** Opening SUPPLIED ENTRIES block **
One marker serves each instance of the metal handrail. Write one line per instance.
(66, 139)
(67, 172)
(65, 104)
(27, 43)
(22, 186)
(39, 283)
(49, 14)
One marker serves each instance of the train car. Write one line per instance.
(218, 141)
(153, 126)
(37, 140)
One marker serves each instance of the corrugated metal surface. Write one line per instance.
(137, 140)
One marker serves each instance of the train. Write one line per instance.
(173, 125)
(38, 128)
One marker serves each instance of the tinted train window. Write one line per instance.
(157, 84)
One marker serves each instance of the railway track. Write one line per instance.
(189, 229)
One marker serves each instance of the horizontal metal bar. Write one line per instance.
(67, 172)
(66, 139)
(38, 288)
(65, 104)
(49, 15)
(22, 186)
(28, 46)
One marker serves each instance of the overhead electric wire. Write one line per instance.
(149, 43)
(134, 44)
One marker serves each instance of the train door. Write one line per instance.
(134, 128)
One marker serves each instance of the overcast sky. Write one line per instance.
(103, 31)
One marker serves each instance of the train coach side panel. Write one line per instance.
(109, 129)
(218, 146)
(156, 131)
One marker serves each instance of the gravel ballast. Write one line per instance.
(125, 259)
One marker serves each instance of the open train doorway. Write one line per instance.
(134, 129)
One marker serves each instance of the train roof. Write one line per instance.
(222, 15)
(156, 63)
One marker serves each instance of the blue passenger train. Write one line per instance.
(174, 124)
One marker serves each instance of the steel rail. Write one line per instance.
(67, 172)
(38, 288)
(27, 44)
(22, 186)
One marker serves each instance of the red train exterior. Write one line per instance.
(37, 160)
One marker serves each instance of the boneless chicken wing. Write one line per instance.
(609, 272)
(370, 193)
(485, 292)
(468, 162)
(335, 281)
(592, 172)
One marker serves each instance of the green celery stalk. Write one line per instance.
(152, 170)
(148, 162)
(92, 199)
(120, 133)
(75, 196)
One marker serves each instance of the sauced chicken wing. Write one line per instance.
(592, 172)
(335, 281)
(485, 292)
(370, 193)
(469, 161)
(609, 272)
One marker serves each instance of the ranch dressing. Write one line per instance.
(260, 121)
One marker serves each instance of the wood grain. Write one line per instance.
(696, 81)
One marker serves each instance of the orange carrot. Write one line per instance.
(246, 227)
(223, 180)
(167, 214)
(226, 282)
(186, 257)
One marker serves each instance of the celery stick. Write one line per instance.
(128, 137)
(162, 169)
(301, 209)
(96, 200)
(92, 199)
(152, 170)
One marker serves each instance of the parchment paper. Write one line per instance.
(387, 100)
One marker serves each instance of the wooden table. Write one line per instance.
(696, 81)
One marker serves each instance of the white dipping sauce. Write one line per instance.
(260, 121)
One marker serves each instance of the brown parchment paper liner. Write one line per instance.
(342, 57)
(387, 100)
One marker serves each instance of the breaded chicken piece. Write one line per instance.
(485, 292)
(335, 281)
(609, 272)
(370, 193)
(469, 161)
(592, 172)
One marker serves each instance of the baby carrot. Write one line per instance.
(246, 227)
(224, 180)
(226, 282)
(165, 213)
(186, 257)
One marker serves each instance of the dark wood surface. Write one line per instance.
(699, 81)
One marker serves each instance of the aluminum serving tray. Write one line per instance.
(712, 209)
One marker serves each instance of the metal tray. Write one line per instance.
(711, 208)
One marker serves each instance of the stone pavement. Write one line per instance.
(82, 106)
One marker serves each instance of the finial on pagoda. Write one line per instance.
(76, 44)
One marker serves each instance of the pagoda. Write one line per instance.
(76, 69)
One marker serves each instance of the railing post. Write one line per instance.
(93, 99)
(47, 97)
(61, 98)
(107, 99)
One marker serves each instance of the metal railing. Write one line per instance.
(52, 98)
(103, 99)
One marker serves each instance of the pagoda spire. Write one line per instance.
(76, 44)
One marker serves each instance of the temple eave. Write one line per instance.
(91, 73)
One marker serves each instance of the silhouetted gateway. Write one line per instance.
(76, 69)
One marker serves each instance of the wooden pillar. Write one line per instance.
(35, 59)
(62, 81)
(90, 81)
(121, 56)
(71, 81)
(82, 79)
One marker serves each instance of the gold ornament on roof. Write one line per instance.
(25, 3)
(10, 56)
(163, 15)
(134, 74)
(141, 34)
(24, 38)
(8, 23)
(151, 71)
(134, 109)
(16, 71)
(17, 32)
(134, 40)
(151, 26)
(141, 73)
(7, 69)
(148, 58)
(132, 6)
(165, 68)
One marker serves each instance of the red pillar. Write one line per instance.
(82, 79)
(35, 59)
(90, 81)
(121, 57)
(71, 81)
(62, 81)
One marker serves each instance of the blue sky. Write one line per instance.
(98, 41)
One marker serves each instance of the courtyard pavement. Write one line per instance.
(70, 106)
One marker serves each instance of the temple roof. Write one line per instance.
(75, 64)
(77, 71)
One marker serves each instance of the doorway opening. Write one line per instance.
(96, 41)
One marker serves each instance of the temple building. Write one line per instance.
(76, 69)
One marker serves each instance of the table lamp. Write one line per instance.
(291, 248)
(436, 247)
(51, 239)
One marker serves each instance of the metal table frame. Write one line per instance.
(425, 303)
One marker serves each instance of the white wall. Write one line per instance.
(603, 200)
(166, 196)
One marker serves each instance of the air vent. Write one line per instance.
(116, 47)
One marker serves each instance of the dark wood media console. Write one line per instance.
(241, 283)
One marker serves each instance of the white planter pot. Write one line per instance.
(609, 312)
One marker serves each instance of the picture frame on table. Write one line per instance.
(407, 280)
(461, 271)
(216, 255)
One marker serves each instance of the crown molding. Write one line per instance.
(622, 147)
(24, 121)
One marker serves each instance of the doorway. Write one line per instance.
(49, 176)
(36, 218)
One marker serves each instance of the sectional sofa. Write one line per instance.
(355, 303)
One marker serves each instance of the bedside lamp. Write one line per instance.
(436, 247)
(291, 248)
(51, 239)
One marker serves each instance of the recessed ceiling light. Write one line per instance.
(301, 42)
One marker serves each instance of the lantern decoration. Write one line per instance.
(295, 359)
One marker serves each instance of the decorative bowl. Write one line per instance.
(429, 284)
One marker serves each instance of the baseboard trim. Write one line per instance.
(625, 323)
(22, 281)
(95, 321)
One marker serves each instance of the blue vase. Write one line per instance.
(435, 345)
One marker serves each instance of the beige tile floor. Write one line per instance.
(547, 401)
** Closing SUPPLIED ENTRIES block **
▶ [WHAT YOU ARE ASKED TO DO] Type out the material above once more, exactly.

▶ [FINISHED TASK]
One marker serves each instance of the metal handrail. Write one line per instance.
(66, 139)
(67, 172)
(65, 104)
(27, 43)
(22, 186)
(39, 283)
(49, 14)
One marker serves each instance of the train car. Write one line per instance.
(218, 141)
(153, 126)
(37, 140)
One marker serves each instance of the corrugated metal surface. Write one line per instance.
(137, 140)
One marker serves each instance of the train. Write one line per instance.
(173, 125)
(38, 128)
One marker serves each instance of the tinted train window. Write one line per instance.
(157, 84)
One marker serves each instance of the railway track. Write one line per instance.
(189, 229)
One marker serves each instance of the horizontal metal bar. Write one line per instance.
(67, 172)
(66, 139)
(38, 288)
(65, 104)
(49, 15)
(22, 186)
(28, 46)
One marker serves each instance of the overhead electric wire. Write one line per instance.
(149, 43)
(134, 44)
One marker serves each instance of the train door. Write one line per instance.
(134, 128)
One marker serves each instance of the overcast sky. Write one line per instance.
(103, 31)
One marker serves each instance of the train coach side panel. Write one line per instance.
(109, 129)
(218, 146)
(156, 131)
One marker serves each instance of the gravel ballast. Write one line per instance.
(125, 259)
One marker serves each instance of the open train doorway. Write one line per instance.
(134, 129)
One marker serves each instance of the train roof. Write one line per instance.
(222, 15)
(156, 63)
One marker serves each instance of the blue passenger train. Write one line per instance.
(174, 124)
One marker serves each instance of the steel rail. Write one line per instance.
(67, 172)
(38, 288)
(27, 44)
(22, 186)
One marker serves each instance of the red train exterior. Write one line per instance.
(37, 160)
One marker serves each instance of the boneless chicken wing. Write one line per instance.
(609, 272)
(370, 193)
(485, 292)
(468, 162)
(335, 281)
(592, 172)
One marker serves each instance of the green celery stalk. Write one line per instance.
(152, 170)
(148, 162)
(92, 199)
(120, 133)
(75, 196)
One marker serves each instance of the sauced chicken wing. Write one line per instance.
(592, 172)
(335, 281)
(485, 292)
(370, 193)
(469, 161)
(609, 272)
One marker serves each instance of the ranch dressing. Write one line per instance.
(260, 121)
One marker serves each instance of the wood grain. Write one line per instance.
(696, 81)
One marker serves each instance of the orange carrot. Write one line per instance.
(246, 227)
(223, 180)
(167, 214)
(226, 282)
(186, 257)
One marker serves each instance of the celery stick. Write one line per instance.
(128, 137)
(162, 169)
(301, 209)
(96, 200)
(92, 199)
(152, 170)
One marker serves each instance of the parchment paper. Write one line per instance.
(387, 100)
One marker serves each instance of the wooden table. Write one line per instance.
(696, 81)
One marker serves each instance of the white dipping sauce. Write one line per instance.
(260, 121)
One marker serves each instance of the brown parchment paper liner. Write one line per instance.
(342, 57)
(387, 100)
One marker serves each instance of the breaded chicken piece. Write one line per instance.
(485, 292)
(335, 281)
(609, 272)
(370, 193)
(469, 161)
(592, 172)
One marker serves each instance of the baby carrot. Write one line per instance.
(246, 227)
(224, 180)
(226, 282)
(165, 213)
(186, 257)
One marker serves each instance of the dark wood surface. Write one line per instance.
(699, 81)
One marker serves each instance of the aluminum serving tray. Write one line per instance.
(712, 209)
One marker serves each instance of the metal tray. Write one line per instance.
(711, 208)
One marker serves each instance of the stone pavement. Write one line per instance.
(82, 106)
One marker serves each instance of the finial on pagoda. Write one line per instance.
(76, 44)
One marker serves each instance of the pagoda. Write one line per instance.
(76, 69)
One marker serves each instance of the railing post. Write one line per instance.
(93, 99)
(47, 97)
(61, 98)
(107, 99)
One marker serves each instance of the metal railing. Write one line per instance.
(52, 98)
(103, 99)
One marker serves each instance of the pagoda spire. Write one line per instance.
(76, 44)
One marker serves each instance of the temple eave. Write one line per instance.
(91, 73)
One marker serves each instance of the silhouetted gateway. Write one line per instance.
(76, 69)
One marker serves each instance of the wooden pillar. Write one line per instance.
(35, 59)
(62, 81)
(90, 81)
(121, 56)
(71, 81)
(82, 79)
One marker serves each instance of the gold ornament on roof. Write one line per instance.
(25, 3)
(10, 56)
(163, 15)
(134, 74)
(141, 34)
(24, 38)
(8, 23)
(151, 71)
(134, 109)
(16, 71)
(17, 32)
(134, 40)
(151, 26)
(141, 73)
(7, 69)
(148, 58)
(132, 6)
(165, 68)
One marker serves each instance of the red pillar. Write one line per instance.
(82, 79)
(35, 59)
(90, 81)
(121, 57)
(71, 81)
(62, 81)
One marker serves each instance of the blue sky. Write one line per instance.
(98, 41)
One marker serves each instance of the courtyard pavement. Write one line per instance.
(70, 106)
One marker serves each instance of the temple roof. Write one line per instance.
(75, 64)
(77, 71)
One marker serves each instance of the doorway opening. Write one line per instance.
(96, 41)
One marker serves each instance of the temple building. Write one line per instance.
(76, 69)
One marker serves each instance of the table lamp. Write one line per instance.
(291, 248)
(436, 247)
(51, 239)
One marker serves each instance of the metal table frame. Write one line per instance.
(425, 303)
One marker serves each instance of the white wall. Write one line per instance.
(603, 200)
(166, 196)
One marker serves each instance of the air vent. Write one line per instance.
(116, 47)
One marker serves each instance of the dark wood media console. Write one line per instance.
(241, 283)
One marker serves each instance of the white planter pot. Write one line per instance.
(609, 312)
One marker serves each instance of the picture frame on table. Write one line per instance.
(407, 280)
(461, 271)
(216, 255)
One marker serves each instance of the crown molding. Write one line per instance.
(622, 147)
(24, 121)
One marker serves each instance of the doorway. Write one line per instance.
(49, 176)
(36, 218)
One marker serves each instance of the sectional sofa. Write one line per instance.
(355, 303)
One marker serves each instance of the bedside lamp. Write one line per instance.
(436, 247)
(291, 248)
(51, 239)
One marker serves each instance of the recessed ceiling light. Write one line per instance.
(301, 42)
One marker serves each instance of the lantern decoration. Write one line per instance.
(295, 359)
One marker serves each instance of the decorative bowl. Write one line per instance.
(429, 284)
One marker serves each instance of the baseboard trim. Write one line per instance.
(625, 323)
(22, 281)
(95, 321)
One marker serves each instance of the blue vase. Write one line per instance.
(435, 345)
One marker serves each instance of the beige tile floor. Write one line per instance.
(547, 401)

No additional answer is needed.